> **Task instructions**: Rewrite the part of the forum thread that opens with the words containing "# Noisy Cricket" and closes with "find anything locally.", changing "locally" to "online".
── Passage given ──
# Noisy Cricket V2 Leather Sleeve



## ZeeRSA (29/3/21)

Hi, does anybody have stock of leather sleeves for a Noisy Cricket V2? I'm struggling to find anything locally.

Reactions: Like 1


----------



## Dela Rey Steyn (29/3/21)

@SarelD does beautiful sleeves and is very good with his pricing

Reactions: Agree 1 | Winner 1 | Thanks 1


----------



## ZeeRSA (29/3/21)

Will PM him in a second. Thanks  @Dela Rey Steyn

Reactions: Winner 1


----------



## kevkev (29/3/21)

Got mine from Mozey Vape. very very well made!

https://www.facebook.com/mozeyvape.co.za/
Yusuf
082 999 0818

Reactions: Like 1 | Thanks 1


----------



## ZeeRSA (29/3/21)

Thanks @kevkev , checking them out now as well.

Reactions: Like 1


----------



## DarthBranMuffin (29/3/21)

Big vouch for @SarelD

Reactions: Winner 4 | Thanks 1


----------



## ZeeRSA (30/3/21)

Thanks guys, will be sorted out with @SarelD

Reactions: Winner 4


----------
───
── Dataset extract ──
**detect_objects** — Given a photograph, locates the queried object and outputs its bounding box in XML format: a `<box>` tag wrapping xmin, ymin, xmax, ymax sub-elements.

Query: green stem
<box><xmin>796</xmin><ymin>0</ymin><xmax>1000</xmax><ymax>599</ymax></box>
───
> **The result**:
# Noisy Cricket V2 Leather Sleeve



## ZeeRSA (29/3/21)

Hi, does anybody have stock of leather sleeves for a Noisy Cricket V2? I'm struggling to find anything online.